■ **RECORD EXCERPTS**:
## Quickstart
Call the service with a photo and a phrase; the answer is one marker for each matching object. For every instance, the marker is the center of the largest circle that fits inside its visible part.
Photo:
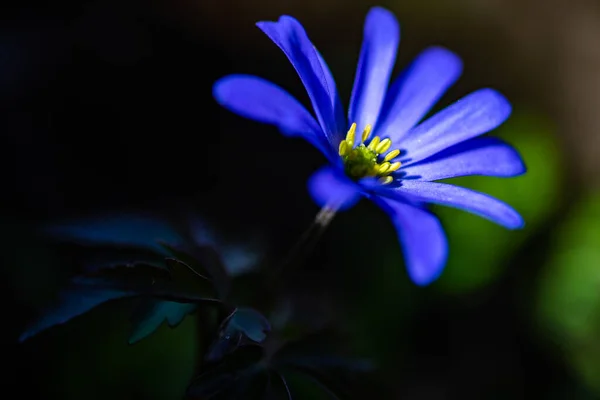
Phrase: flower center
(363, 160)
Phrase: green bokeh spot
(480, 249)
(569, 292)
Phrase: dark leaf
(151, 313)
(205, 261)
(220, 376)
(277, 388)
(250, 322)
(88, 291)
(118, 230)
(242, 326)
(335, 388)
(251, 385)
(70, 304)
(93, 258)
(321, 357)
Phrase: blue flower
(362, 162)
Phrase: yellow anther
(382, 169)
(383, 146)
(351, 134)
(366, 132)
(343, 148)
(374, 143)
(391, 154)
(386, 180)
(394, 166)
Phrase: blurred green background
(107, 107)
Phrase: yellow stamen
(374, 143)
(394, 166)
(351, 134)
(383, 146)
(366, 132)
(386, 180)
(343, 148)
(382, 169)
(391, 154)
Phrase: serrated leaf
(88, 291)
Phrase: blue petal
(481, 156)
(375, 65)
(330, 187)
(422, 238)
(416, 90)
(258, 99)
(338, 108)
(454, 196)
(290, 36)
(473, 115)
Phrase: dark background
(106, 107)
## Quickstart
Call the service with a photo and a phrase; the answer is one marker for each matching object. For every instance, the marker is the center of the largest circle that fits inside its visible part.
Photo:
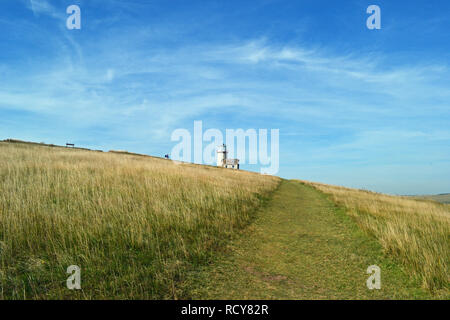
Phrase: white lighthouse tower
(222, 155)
---
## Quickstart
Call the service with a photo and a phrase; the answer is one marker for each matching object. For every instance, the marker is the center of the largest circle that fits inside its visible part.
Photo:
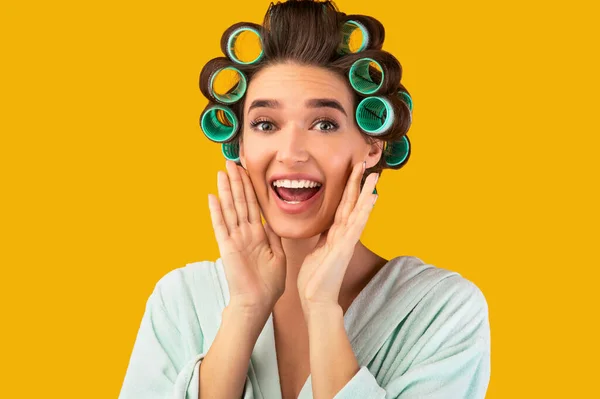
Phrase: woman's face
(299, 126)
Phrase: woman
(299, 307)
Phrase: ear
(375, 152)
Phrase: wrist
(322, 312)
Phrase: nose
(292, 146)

■ **WHAT TO WORK ON**: Which lines in the records contain the string "flower"? Pull out each of those lines in full.

■ **ANSWER FOR THE TASK**:
Phrase: flower center
Phrase: blue flower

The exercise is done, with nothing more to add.